:: RECORDS FOR THIS EXERCISE
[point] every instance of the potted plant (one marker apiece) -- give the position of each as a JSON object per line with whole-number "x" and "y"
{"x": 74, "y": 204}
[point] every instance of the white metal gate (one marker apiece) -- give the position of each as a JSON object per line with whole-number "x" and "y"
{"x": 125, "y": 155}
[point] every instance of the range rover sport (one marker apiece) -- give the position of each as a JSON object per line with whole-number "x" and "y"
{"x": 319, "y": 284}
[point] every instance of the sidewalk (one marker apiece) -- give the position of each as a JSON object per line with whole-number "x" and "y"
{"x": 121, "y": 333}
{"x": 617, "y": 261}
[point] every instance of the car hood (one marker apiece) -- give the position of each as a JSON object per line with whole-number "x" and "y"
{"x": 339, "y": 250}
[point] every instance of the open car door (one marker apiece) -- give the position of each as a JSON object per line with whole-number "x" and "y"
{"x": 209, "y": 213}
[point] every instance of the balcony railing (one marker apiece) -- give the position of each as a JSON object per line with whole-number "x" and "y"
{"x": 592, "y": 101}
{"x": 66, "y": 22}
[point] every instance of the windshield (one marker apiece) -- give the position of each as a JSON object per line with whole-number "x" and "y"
::::
TRY IT:
Repeat all of the records above exactly as they appear.

COMPLETED TASK:
[point] every instance of the potted plant (one marker apiece) -- give the position of each as a JSON object per line with whole-number "x" and "y"
{"x": 74, "y": 204}
[point] every instance of the white metal gate (one marker apiece) -- give the position of each as a JSON object per line with whole-number "x" and "y"
{"x": 125, "y": 155}
[point] every instance of the range rover sport (one marker apiece) -- give the position of each as a JSON object per line with whole-number "x" and "y"
{"x": 319, "y": 284}
[point] every instance of the sidewalk (one marker apiece) -- give the position of each as a JSON object per line with whole-number "x" and "y"
{"x": 121, "y": 333}
{"x": 617, "y": 261}
[point] every instance of the car hood (one marker apiece) -- give the position of each as a JSON object per line with whole-number "x" and "y"
{"x": 339, "y": 250}
[point] every instance of the open car door (one marker apiece) -- give the position of each as a JSON object per line with whole-number "x" and "y"
{"x": 209, "y": 213}
[point] every instance of the balcony railing (one marker apiece) -- give the position of each as a JSON object per line with whole-number "x" and "y"
{"x": 592, "y": 101}
{"x": 66, "y": 22}
[point] every instance of the windshield (one marker apiece) -- give the position of each as a JSON object per line with whole-number "x" and "y"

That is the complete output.